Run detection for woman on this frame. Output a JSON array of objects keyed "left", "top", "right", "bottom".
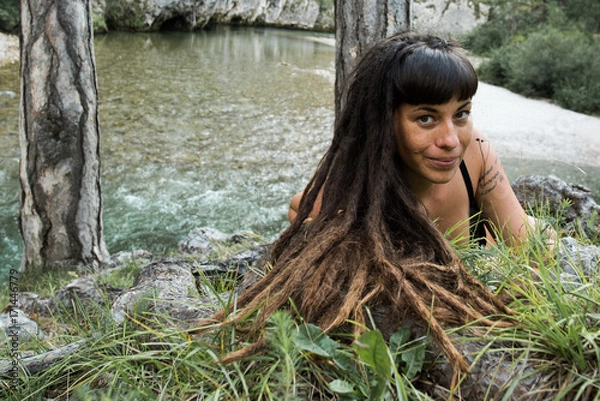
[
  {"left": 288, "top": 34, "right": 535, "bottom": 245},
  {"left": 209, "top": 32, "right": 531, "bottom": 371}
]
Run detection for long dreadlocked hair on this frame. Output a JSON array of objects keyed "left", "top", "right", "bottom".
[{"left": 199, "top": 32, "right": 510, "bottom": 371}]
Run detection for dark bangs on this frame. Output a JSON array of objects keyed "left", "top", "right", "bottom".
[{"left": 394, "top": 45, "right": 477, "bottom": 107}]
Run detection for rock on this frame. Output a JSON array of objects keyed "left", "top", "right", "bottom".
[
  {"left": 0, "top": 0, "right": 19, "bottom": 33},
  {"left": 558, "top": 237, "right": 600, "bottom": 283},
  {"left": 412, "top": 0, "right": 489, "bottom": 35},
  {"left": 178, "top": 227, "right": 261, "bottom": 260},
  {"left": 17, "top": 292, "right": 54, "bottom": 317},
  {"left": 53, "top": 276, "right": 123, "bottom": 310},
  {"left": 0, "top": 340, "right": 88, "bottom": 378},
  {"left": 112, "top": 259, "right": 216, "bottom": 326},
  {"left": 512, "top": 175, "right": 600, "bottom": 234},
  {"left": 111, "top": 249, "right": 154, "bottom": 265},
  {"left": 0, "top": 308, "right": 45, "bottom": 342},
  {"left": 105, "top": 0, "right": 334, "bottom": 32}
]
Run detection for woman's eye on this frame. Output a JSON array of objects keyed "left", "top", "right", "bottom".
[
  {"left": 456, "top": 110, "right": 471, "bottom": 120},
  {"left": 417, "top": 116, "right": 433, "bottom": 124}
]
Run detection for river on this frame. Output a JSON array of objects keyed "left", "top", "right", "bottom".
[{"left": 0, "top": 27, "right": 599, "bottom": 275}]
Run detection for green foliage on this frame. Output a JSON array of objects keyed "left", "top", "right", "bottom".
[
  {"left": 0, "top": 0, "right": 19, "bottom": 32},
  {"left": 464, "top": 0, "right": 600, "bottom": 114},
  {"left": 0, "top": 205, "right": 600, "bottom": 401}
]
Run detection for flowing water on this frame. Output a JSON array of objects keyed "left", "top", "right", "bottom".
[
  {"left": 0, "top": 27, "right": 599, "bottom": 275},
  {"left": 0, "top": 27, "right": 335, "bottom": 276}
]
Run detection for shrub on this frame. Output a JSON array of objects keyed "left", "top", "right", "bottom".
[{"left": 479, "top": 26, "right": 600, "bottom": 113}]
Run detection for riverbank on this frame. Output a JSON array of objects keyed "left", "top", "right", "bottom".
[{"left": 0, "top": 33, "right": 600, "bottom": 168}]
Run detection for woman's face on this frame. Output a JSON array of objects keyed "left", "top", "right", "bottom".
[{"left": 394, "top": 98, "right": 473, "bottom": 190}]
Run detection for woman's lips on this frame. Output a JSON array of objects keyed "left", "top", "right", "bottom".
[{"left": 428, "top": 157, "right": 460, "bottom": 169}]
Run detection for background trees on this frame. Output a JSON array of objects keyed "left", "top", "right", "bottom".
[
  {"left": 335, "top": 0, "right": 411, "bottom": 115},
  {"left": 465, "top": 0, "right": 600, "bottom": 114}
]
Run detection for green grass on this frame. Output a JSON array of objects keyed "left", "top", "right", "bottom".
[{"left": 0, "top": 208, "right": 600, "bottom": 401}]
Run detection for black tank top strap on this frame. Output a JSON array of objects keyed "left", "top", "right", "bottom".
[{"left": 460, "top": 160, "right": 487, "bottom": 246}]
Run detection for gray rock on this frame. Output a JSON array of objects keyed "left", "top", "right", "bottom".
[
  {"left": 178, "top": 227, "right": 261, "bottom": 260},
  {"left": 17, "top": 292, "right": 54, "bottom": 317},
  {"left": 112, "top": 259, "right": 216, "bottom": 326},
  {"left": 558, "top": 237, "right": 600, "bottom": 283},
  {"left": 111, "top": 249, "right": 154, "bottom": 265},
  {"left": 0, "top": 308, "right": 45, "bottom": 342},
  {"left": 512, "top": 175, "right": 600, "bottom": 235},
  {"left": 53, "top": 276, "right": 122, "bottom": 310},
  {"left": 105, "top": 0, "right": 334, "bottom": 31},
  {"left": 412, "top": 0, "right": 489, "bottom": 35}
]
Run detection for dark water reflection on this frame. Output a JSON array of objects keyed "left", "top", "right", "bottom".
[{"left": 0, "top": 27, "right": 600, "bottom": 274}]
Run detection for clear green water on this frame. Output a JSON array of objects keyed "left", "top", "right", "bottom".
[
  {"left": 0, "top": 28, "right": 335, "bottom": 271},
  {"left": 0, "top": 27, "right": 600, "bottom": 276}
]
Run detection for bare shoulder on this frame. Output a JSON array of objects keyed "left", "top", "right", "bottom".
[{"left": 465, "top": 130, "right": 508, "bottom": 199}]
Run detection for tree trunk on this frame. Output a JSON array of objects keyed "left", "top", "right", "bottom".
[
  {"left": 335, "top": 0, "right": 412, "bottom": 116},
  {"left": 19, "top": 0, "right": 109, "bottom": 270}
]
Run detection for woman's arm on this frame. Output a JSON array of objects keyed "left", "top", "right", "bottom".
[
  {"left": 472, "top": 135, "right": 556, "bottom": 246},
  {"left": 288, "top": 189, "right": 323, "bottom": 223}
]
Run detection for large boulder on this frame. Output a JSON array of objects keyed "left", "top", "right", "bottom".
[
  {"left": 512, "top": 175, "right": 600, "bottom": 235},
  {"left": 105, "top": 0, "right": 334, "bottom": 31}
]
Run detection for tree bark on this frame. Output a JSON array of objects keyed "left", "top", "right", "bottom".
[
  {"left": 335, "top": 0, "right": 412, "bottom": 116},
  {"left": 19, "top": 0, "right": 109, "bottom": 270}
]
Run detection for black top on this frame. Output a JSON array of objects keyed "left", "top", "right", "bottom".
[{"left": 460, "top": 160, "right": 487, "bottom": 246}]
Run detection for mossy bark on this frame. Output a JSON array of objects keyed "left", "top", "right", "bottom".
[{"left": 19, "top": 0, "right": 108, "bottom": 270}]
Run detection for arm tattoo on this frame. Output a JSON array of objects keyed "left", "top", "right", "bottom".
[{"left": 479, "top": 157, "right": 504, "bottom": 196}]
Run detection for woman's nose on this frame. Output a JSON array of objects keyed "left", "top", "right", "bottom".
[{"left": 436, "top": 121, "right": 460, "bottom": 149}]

==

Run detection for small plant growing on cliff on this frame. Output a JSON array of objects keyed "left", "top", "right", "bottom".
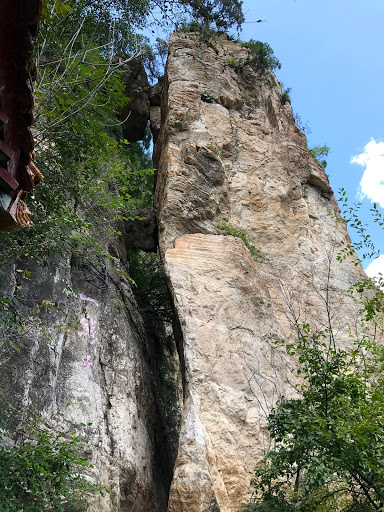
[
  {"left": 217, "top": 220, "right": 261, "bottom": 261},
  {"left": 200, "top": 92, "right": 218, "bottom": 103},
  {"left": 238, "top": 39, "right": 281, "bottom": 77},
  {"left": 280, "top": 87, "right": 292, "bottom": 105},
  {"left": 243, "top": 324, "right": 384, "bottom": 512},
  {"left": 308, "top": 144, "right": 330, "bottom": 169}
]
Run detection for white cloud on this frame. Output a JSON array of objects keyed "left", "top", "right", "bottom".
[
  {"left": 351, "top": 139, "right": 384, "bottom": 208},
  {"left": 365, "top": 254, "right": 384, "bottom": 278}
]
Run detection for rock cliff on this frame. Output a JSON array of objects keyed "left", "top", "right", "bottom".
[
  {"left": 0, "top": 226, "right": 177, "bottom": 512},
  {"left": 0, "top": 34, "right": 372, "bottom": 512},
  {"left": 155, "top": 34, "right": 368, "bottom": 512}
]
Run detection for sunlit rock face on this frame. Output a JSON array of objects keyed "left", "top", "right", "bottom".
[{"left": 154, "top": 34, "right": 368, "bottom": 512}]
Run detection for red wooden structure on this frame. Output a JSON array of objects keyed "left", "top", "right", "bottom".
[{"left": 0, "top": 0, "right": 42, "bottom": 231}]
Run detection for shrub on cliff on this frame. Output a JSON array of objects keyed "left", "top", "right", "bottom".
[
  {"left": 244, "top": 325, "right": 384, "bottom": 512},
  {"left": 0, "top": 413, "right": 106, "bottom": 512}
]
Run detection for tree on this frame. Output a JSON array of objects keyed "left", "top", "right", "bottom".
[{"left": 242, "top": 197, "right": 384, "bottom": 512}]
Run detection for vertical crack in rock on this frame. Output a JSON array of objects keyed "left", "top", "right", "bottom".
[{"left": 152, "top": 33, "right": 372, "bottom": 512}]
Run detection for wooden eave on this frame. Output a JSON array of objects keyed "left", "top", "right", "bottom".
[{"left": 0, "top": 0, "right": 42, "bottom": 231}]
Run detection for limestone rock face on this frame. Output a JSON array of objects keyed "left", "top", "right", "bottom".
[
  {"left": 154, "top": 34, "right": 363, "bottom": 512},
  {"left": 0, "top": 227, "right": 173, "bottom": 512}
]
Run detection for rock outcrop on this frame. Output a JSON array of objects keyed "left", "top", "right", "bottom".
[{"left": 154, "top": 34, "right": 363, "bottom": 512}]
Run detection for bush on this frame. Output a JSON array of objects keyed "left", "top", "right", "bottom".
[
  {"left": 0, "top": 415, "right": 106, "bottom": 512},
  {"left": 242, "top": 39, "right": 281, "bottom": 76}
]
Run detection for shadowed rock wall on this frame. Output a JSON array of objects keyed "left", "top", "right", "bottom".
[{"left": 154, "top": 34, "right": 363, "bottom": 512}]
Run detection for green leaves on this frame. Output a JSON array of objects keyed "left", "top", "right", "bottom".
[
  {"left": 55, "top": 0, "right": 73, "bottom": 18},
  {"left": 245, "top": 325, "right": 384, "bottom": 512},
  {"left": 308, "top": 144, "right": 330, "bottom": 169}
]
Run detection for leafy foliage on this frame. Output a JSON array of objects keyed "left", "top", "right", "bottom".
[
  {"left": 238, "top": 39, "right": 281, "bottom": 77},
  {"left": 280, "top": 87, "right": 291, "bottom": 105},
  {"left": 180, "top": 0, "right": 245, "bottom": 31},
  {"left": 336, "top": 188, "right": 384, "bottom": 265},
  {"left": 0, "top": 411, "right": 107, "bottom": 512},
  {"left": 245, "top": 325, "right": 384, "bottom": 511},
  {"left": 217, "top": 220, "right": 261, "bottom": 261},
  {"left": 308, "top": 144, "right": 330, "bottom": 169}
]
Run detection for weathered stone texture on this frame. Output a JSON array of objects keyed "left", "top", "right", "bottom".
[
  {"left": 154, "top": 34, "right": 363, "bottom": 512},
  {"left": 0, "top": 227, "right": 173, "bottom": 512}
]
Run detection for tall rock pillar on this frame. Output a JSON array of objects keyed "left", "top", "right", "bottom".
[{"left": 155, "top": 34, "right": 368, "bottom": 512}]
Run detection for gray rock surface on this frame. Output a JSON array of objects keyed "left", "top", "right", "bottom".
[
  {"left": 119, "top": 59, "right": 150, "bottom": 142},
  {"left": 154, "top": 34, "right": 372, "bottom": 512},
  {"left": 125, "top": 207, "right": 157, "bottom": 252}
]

==

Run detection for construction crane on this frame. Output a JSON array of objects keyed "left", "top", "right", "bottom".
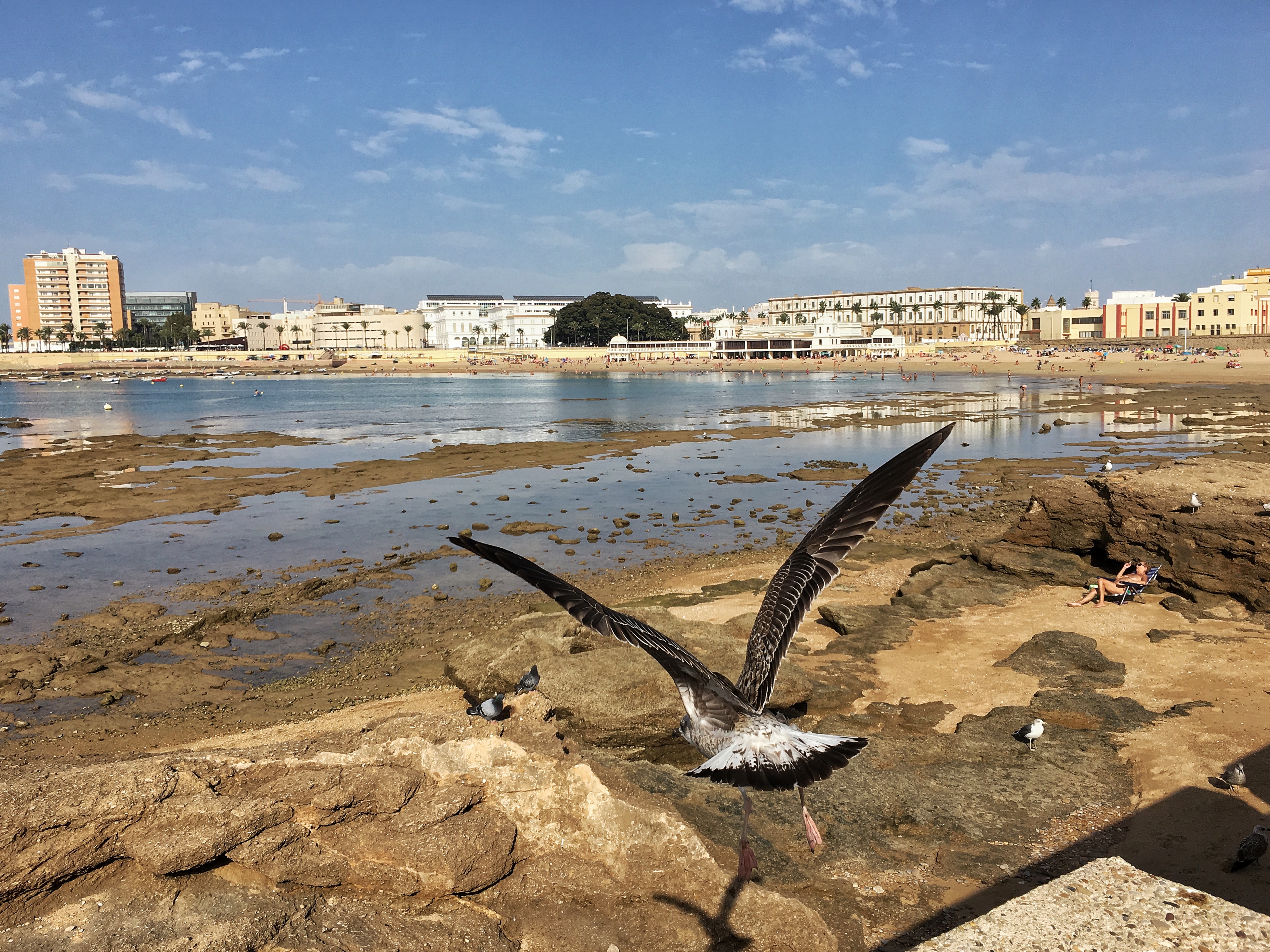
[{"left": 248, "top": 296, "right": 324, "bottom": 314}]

■ Set task ■
Pull out every line in the entries above that contains the word "bark", and copy each of those lines in full.

■ Written answer ■
Run detection for tree bark on this frame. Output a JSON array of objects keyed "left", "top", "right", "bottom".
Run detection for mossy bark on this frame. Output a JSON array of objects keyed "left", "top", "right", "bottom".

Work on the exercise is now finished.